> _PAGE EXCERPT_
================

With the view of considering diseases of the joints under every aspect, M. Bonnet divides the work into three parts. The first part is devoted to diseases of the joints in general, and is divided into four chapters :Pathological Anatomy, Etiology, Diagnosis, and Treatment. The second treats of the several kinds of diseases to which joints are liable. And in the third are considered the special characters and treatment of those several diseases as they occur in each particular joint. This arrangement, whatever may be its advantages, has the inconvenience of leading to frequent repetitions, and as frequently severing matter which would be much better continuously embodied.

We may here observe that M. Bonnet limits himself to the consideration of what he terms "vital disease," -"organic alterations of the joints." "Traumatic lesions," however, "such as sprains, contusions, and wounds, are studied, but chiefly in their relations to the pain, inflammation, and abcesses which they may cause." (vol. xi. p. 1.) The history of fractures and dislocations of the joints, and of those deformities which are not consecutive to diseases of the articulations, such as club-foot, congenital luxations and lateral curvature of the spine, is omitted to avoid extending the work to three volumes.

================

> _PROVIDED DATA_
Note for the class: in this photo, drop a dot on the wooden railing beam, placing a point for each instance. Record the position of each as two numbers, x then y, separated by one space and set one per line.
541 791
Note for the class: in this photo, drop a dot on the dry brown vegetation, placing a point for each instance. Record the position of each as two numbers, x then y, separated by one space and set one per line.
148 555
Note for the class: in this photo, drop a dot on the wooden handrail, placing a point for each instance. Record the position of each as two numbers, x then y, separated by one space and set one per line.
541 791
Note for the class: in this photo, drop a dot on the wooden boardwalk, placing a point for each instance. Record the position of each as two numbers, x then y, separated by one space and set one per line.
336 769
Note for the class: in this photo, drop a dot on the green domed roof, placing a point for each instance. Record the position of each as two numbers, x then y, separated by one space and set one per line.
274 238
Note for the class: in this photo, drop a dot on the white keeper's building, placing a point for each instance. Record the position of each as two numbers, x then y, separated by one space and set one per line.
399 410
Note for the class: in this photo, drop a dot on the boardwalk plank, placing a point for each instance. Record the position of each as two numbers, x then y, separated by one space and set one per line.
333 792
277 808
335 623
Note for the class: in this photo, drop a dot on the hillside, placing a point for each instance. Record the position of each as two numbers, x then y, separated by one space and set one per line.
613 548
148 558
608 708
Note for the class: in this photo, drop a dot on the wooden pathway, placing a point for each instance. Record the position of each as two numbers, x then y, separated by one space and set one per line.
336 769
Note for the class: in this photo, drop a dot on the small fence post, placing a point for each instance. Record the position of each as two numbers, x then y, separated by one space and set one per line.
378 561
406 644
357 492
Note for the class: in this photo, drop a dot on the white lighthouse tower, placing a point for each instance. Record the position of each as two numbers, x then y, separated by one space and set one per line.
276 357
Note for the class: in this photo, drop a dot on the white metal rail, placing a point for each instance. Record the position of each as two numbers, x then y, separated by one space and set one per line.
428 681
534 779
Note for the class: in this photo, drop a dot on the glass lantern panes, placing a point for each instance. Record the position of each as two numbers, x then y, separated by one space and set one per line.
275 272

================

Decide whether each statement below agrees with the passage on M. Bonnet's work on diseases of the joints. Answer yes or no for each and quote the words of the passage that settle it. (a) The first part of the work is split into four chapters. (b) Club-foot is among the subjects the work covers. (c) Sprains are studied mainly in relation to the pain and inflammation they may cause.

(a) Yes: "The first part is devoted to diseases of the joints in general, and is divided into four chapters"
(b) No: "such as club-foot, congenital luxations and lateral curvature of the spine, is omitted"
(c) Yes: "such as sprains, contusions, and wounds, are studied, but chiefly in their relations to the pain, inflammation"